■ **The problem**:
Please repeat every item below word for word.

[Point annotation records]
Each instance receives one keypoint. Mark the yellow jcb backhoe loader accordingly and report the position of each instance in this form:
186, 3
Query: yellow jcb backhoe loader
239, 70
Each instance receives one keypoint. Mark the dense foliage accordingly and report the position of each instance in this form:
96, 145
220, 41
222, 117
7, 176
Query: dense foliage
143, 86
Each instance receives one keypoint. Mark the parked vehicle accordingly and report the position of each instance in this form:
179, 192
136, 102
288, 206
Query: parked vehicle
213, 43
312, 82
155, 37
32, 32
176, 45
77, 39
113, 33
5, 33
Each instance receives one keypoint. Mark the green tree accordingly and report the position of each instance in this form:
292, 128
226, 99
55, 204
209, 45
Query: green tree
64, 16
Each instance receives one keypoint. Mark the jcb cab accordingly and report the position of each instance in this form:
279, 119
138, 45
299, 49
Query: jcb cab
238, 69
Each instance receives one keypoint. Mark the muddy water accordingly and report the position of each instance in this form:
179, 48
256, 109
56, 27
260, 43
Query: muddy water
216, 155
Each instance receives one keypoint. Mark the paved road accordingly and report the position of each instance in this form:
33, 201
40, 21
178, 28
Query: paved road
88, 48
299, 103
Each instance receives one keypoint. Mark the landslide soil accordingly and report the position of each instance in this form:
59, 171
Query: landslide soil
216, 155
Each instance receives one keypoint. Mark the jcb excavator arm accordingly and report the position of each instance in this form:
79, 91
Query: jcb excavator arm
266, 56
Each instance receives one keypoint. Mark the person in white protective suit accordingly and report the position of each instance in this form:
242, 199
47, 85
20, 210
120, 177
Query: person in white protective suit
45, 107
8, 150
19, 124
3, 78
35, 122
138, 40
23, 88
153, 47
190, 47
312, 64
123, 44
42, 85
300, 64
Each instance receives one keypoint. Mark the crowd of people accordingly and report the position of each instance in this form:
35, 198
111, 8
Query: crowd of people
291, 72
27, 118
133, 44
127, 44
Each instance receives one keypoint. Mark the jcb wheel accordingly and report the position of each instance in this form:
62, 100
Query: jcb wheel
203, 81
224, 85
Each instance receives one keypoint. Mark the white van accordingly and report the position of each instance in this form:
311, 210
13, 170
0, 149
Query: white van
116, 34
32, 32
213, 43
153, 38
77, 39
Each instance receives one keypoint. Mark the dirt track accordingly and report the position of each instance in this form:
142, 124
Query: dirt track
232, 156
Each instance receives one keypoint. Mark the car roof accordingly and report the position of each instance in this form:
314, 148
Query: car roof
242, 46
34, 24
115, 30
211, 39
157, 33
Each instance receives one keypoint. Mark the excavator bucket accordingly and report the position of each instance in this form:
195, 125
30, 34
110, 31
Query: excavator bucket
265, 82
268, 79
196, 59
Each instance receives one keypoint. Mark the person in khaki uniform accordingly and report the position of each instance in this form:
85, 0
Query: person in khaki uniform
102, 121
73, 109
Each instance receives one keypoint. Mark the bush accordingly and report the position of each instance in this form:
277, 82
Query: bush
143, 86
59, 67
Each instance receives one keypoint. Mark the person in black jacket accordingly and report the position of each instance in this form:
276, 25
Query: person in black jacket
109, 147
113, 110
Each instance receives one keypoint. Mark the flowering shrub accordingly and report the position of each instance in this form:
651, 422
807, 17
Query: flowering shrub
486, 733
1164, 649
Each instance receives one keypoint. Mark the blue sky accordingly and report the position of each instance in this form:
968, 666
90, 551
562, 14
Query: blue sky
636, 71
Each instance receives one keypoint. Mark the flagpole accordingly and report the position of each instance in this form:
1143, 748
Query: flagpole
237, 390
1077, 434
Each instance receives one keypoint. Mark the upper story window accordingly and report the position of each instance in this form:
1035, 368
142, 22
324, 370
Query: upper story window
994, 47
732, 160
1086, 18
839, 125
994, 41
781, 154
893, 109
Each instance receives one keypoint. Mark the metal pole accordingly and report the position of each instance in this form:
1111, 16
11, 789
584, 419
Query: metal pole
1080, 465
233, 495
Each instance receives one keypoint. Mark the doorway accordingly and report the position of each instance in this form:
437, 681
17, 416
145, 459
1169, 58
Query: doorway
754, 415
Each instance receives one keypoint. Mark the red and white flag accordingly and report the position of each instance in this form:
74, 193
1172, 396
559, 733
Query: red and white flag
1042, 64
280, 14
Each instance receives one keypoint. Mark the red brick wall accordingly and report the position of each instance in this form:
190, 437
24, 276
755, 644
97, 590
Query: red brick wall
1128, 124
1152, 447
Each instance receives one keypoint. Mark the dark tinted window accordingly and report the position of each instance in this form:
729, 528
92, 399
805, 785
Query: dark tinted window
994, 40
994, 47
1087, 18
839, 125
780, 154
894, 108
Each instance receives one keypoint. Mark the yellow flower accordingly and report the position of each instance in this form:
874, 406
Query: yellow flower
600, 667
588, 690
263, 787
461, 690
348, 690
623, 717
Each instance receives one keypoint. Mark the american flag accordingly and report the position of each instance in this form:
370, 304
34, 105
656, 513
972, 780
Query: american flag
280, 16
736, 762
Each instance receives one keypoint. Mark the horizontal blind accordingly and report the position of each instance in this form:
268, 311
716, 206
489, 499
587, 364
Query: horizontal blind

■ **Answer to the exercise**:
Each instance receives one keypoint. Mark the yellow jcb backhoe loader accordingly and report the position of each instance in this form:
186, 3
Query: yellow jcb backhoe loader
239, 70
Each instance receives one keypoint. Mark the dense foliage accordingly and report the position of each instance in this form:
96, 145
220, 41
222, 117
7, 176
Query: dense foliage
143, 86
Each instance receives one keypoint. Mark the parked vehicle accordingly and report the position of each instance in this form:
179, 192
136, 102
288, 206
Query: parked vehicle
213, 43
312, 82
155, 37
32, 32
176, 45
77, 39
113, 33
5, 33
Each instance receives one keypoint. Mark the green tree accordingly and report the position of each instance in this form:
292, 128
226, 99
55, 204
209, 45
Query: green tree
64, 16
Each instance receives one keypoint. Mark the jcb cab accordingly and report the position of each instance in this form:
279, 119
138, 45
299, 49
Query: jcb cab
238, 69
Each instance receives one keypoint. Mark the muddy water accordingly and report the position of each instance in this form:
179, 48
256, 109
56, 27
260, 43
Query: muddy water
216, 155
Each instance receives one keypoint. Mark the paved road accordingly and report the position of each instance in this form:
33, 201
40, 21
178, 28
Query: paved road
88, 48
299, 103
Each instance receives one keypoint. Mark the landslide soil accordingly and report the position of each instance in this form:
59, 171
Query: landslide soil
216, 155
Each instance receives one keypoint. Mark the jcb excavator arm accordingly and report the position of each instance in this form:
79, 91
Query: jcb excavator arm
266, 56
Each instance receives one keypoint. Mark the person in white protective suit accordingly and report the position of each instance in this form:
242, 199
47, 85
20, 210
120, 177
Query: person in white protective suit
45, 107
8, 150
19, 124
3, 78
35, 122
138, 40
23, 88
153, 47
190, 47
312, 64
123, 44
42, 85
300, 64
Each instance receives one keypoint. Mark the crowd of people accordingly and report the position of each instance in this form:
35, 198
111, 8
Query: crowd of people
291, 72
27, 118
133, 44
127, 44
Each instance receives one keypoint. Mark the jcb wheel accordingly and report the position of each instance in this form:
62, 100
Query: jcb wheel
203, 81
224, 85
Each instance receives one keypoint. Mark the white van accordingly and report the position of each instance in this form:
311, 210
13, 170
0, 149
Query: white van
116, 34
32, 32
213, 43
153, 38
77, 39
Each instance receives one keypoint. Mark the dirt track accordingly and report the position of each instance in this form:
142, 124
Query: dirt track
232, 156
Each instance receives one keypoint. Mark the car roof accordingly and report the position of each instance in this form:
314, 148
Query: car roof
242, 46
34, 24
115, 30
211, 39
157, 33
Each instance receives one keypoint. Mark the excavator bucket accordingly and report the position of each instance in this form:
195, 125
30, 34
110, 31
Query: excavator bucket
265, 82
268, 79
196, 59
Each instance receives one keypoint. Mark the person in khaki uniform accordingly and report the position of each instance in this form:
85, 0
Query: person in khaki uniform
102, 121
73, 109
Each instance receives one keypoint. Mark the bush accordingly and report the position of each instance in this form:
277, 82
Query: bush
143, 86
59, 67
Each instance receives one keypoint. Mark the person in black jacket accordingly and report the position of each instance in this form:
276, 25
Query: person in black jacket
109, 147
113, 110
Each instance receives one keypoint. Mark the flowering shrub accordingly and report the position of each instance in this form:
651, 422
807, 17
Query: flowering shrub
486, 733
1164, 649
Each instance receives one keypoint. Mark the blue sky accordingly and report the position of each instance in this form:
968, 666
90, 551
562, 14
Query: blue sky
636, 71
Each instance receives one keypoint. Mark the flagpole accordingly and report the position of each instance in this form:
1143, 748
Query: flagpole
237, 390
1077, 434
Each instance receives one keypoint. Mark the upper story window accordingly and report the position of each instance in this form:
1035, 368
142, 22
324, 370
Query: upper story window
994, 47
732, 160
1086, 18
839, 125
994, 41
781, 154
893, 109
Each instance receives one keypoint. Mark the metal pole accordingly and report the position of each instance in this form:
1111, 16
11, 789
584, 419
Query: metal pole
1080, 465
233, 495
Each instance receives one keypoint. Mark the doorway accordingly and report the position of each instance in this form:
437, 681
17, 416
145, 459
1169, 58
Query: doorway
754, 415
Each instance receives one keypoint. Mark the red and white flag accordingly and report the position of each instance in this form:
74, 193
1172, 396
559, 733
Query: red and white flag
1042, 64
280, 14
Each instance receives one keypoint. Mark the red brick wall accordingly and report the position of each instance in this form:
190, 437
24, 276
755, 644
97, 590
Query: red brick wall
1128, 124
1152, 447
Each instance receives one keypoint. Mark the dark tinted window accordingly and report the position of each instance in this form:
729, 528
92, 399
805, 785
Query: dark tinted window
994, 40
994, 47
1087, 18
839, 125
780, 154
894, 108
Each instance receives one keypoint. Mark the yellow flower accordingly and report the position of each instance in this form:
874, 406
Query: yellow flower
600, 667
588, 690
263, 787
461, 690
348, 690
623, 717
Each instance receives one keypoint. Mark the american flag accordingly and report the position of each instance in this form:
370, 304
34, 105
656, 513
972, 780
Query: american flag
280, 16
736, 762
Each instance receives one keypoint. Mark the horizontal blind accordingly and report the position of each instance in this form:
268, 311
716, 206
489, 499
587, 364
Query: horizontal blind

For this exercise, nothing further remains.